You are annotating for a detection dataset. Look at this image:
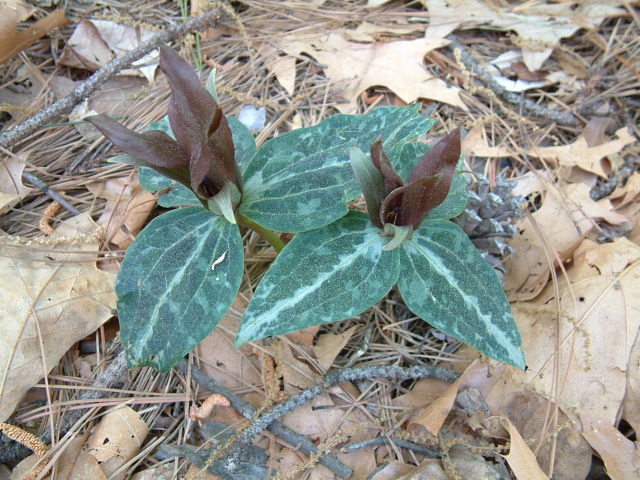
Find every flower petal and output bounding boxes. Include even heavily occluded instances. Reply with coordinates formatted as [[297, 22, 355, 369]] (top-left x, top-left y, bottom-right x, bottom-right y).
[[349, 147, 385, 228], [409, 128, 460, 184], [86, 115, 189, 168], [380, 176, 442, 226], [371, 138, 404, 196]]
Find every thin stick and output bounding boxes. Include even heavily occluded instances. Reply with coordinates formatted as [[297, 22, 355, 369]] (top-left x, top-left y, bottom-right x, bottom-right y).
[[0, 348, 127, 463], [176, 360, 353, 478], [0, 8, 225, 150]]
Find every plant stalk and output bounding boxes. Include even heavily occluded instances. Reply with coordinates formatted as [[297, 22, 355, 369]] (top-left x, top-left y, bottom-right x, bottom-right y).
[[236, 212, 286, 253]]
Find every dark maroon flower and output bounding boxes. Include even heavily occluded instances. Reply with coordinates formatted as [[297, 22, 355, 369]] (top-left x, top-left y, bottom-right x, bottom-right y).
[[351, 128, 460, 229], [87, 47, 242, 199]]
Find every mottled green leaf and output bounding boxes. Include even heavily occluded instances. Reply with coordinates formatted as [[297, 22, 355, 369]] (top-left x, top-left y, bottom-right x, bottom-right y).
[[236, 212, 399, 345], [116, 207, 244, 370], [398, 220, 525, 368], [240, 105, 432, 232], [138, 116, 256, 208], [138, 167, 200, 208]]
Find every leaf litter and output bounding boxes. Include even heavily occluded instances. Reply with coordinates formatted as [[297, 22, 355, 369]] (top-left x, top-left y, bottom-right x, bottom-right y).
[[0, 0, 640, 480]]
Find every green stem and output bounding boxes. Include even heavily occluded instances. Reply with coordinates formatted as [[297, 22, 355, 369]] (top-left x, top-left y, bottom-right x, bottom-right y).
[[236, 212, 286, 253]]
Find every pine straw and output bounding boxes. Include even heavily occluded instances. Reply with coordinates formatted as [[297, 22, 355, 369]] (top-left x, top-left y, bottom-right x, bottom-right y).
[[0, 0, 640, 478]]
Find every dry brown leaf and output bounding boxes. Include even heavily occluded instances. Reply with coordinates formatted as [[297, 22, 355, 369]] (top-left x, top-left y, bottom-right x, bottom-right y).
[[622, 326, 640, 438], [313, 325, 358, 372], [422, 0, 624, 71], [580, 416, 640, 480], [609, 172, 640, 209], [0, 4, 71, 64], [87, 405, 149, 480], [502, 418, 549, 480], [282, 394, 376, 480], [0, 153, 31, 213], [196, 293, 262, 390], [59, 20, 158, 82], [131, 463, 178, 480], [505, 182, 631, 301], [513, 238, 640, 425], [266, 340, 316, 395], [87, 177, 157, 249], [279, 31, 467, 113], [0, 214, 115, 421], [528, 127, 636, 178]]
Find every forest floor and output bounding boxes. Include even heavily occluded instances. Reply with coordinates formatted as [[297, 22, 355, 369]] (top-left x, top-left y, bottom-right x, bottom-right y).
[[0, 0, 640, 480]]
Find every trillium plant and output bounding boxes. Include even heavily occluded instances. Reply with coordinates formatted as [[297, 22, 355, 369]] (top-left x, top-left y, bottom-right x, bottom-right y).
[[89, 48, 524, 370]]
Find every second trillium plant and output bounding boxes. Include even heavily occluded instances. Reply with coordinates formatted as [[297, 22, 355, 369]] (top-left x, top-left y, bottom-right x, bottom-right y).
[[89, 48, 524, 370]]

- Directive -
Copy out all of the material above, swapping every "heavily occluded" for "partly hidden" and leaving everything else as it is. Omit the pictures.

- Task solution -
You are annotating for a detection dataset. Look at this image:
Find every flower petal and output bounding boxes. Include even partly hidden instances. Reply with coordinates formatted as [[297, 22, 355, 369]] (top-left x, top-left y, bottom-right x, bottom-right y).
[[349, 147, 385, 228], [409, 128, 460, 184], [86, 115, 189, 168], [380, 176, 442, 226], [371, 138, 404, 196]]
Find every thin stick and output bounding boxes. Include even partly hidden instances. Reply with coordinates formatted as [[297, 22, 355, 369]] (top-left x, top-left y, bottom-right x, bottom-right y).
[[0, 348, 127, 463], [176, 360, 353, 478], [0, 8, 225, 150]]
Find every plant stalk and output bounding boxes. Include even partly hidden instances. Reply with coordinates formatted as [[297, 22, 355, 369]] (top-left x, top-left y, bottom-right x, bottom-right y).
[[236, 212, 286, 253]]
Find every dark maroon flower and output bounding boxes. Include even partly hidden instances. Reply with coordinates formatted as [[297, 22, 355, 369]] (top-left x, top-left y, bottom-right x, bottom-right y).
[[351, 128, 460, 229], [87, 47, 242, 199]]
Find every mottled green leaf and output bounding boxes. Include even partly hidden instances. Reply with coordinates formatted as [[297, 22, 355, 369]] (top-left x, top-left y, bottom-right x, bottom-right y).
[[236, 212, 399, 345], [116, 207, 244, 370], [398, 220, 525, 368], [240, 105, 432, 232], [138, 116, 256, 208], [138, 167, 200, 208]]
Find every leaf litter and output bounding boxes. Include even partly hidden instances. Reply with coordinates formatted as [[297, 22, 355, 369]] (top-left x, top-left y, bottom-right x, bottom-right y).
[[0, 0, 640, 480]]
Find every green stem and output bounding boxes. Include even partly hidden instances. Reply with coordinates formatted as [[297, 22, 355, 369]] (top-left x, top-left y, bottom-right x, bottom-right y).
[[236, 212, 286, 253]]
Find every pine straw and output bounding boxes. Include even partly hidden instances. Reply with coordinates formatted as [[297, 22, 355, 369]] (top-left x, top-left y, bottom-right x, bottom-right y).
[[0, 0, 640, 478]]
Find every dry brown leaf and output bounding boxes. Include even partly hidden instances. Reply with coordinates formatted as [[297, 22, 355, 369]] (top-left x, top-left y, bottom-right x, bottom-right y).
[[622, 326, 640, 438], [313, 325, 358, 372], [422, 0, 624, 71], [580, 416, 640, 480], [609, 172, 640, 209], [0, 4, 71, 64], [87, 405, 149, 480], [502, 418, 549, 480], [282, 394, 376, 480], [0, 153, 31, 213], [196, 293, 262, 390], [59, 20, 158, 82], [131, 463, 178, 480], [505, 182, 631, 301], [513, 238, 640, 425], [266, 340, 316, 395], [87, 177, 157, 249], [279, 31, 467, 113], [0, 214, 115, 421], [528, 127, 636, 178]]
Find every forest floor and output bounding boxes. Include even partly hidden instances. Reply with coordinates formatted as [[297, 22, 355, 369]] (top-left x, top-left y, bottom-right x, bottom-right y).
[[0, 0, 640, 480]]
Find every trillium plant and output bounding boxes. Include even partly hidden instances. Reply with coordinates formatted as [[297, 22, 355, 369]] (top-left x, top-left y, bottom-right x, bottom-right y).
[[89, 48, 524, 370]]
Find every second trillium plant and output bounding boxes. Include even partly hidden instances. Reply with coordinates formatted as [[297, 22, 355, 369]] (top-left x, top-left y, bottom-right x, bottom-right y).
[[89, 48, 524, 370]]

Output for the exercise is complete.